[Object location annotation data]

==*==

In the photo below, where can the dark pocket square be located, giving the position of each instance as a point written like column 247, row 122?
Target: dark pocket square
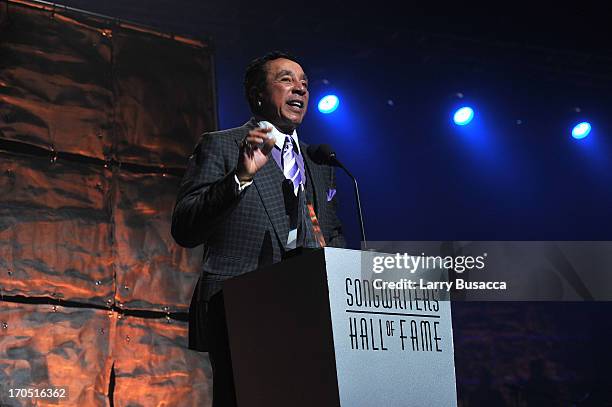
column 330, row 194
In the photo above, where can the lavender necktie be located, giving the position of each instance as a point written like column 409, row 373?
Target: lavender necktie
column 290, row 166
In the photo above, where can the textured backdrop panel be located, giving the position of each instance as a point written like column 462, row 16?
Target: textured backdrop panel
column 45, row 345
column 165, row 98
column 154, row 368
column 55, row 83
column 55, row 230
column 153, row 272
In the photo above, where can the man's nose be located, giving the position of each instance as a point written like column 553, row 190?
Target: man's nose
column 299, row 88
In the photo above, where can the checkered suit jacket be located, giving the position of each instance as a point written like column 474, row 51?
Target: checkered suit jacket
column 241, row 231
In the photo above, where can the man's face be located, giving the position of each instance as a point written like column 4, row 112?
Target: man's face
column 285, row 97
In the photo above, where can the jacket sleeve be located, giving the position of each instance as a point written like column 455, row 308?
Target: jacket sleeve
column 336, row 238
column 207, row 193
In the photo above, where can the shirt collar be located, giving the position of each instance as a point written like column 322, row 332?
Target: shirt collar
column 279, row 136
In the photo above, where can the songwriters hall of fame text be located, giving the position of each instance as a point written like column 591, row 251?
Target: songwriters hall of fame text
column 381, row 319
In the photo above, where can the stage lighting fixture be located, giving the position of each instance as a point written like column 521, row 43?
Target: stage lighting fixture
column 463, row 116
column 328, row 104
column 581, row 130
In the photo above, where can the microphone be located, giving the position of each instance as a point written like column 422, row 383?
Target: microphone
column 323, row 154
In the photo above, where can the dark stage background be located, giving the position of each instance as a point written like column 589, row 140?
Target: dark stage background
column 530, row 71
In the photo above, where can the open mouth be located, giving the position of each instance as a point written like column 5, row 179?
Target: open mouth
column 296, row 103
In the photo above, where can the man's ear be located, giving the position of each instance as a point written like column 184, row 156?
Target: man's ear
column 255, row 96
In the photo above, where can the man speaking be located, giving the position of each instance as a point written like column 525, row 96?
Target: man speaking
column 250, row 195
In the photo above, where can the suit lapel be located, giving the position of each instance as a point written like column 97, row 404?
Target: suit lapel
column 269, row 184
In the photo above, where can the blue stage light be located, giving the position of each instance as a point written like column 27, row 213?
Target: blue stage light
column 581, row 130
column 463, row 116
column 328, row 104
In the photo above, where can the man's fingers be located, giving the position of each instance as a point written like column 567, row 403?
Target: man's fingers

==*==

Output the lines above, from the start through the line containing "column 323, row 154", with both ends included. Copy them unchanged and leave out the pictures.

In the photo below, where can the dark pocket square be located, giving the position of each instance as a point written like column 247, row 122?
Target: dark pocket square
column 330, row 194
In the photo above, where can the lavender necktie be located, giving the position of each instance as a point written like column 409, row 373?
Target: lavender necktie
column 290, row 166
In the photo above, where can the textured backdrop panel be located, giving the position of each instance as a point written like column 462, row 16?
Target: textured backdrop panel
column 45, row 345
column 165, row 98
column 154, row 368
column 55, row 83
column 55, row 230
column 153, row 272
In the photo above, where can the man's nose be located, giving the position of each instance as a point written like column 553, row 190?
Target: man's nose
column 299, row 88
In the photo above, where can the checkered suit jacket be located, giving the position of each instance as a point written like column 474, row 51?
Target: checkered suit jacket
column 241, row 231
In the photo above, where can the man's face be located, giving the position of each instance as a point written like column 4, row 112?
Target: man's face
column 285, row 97
In the photo above, where can the jacket sleeve be located, giving the position of each instance as a point written like column 455, row 308?
Target: jacket sleeve
column 336, row 238
column 207, row 193
In the photo above, where can the shirt collar be located, giving the position of each instance as a point written like column 322, row 332?
Target: shirt collar
column 279, row 136
In the photo above, where can the songwriters hall of fame text be located, giving the position of each instance as a point written like column 591, row 251?
Target: songwriters hall of fame text
column 381, row 319
In the photo above, where can the stage lighting fixture be located, giving the position of each instance as a point written like column 521, row 43?
Target: stage lighting fixture
column 463, row 116
column 328, row 104
column 581, row 130
In the photo above, where can the microphone be located, giving the position of each instance as a point written like column 422, row 383?
Target: microphone
column 323, row 154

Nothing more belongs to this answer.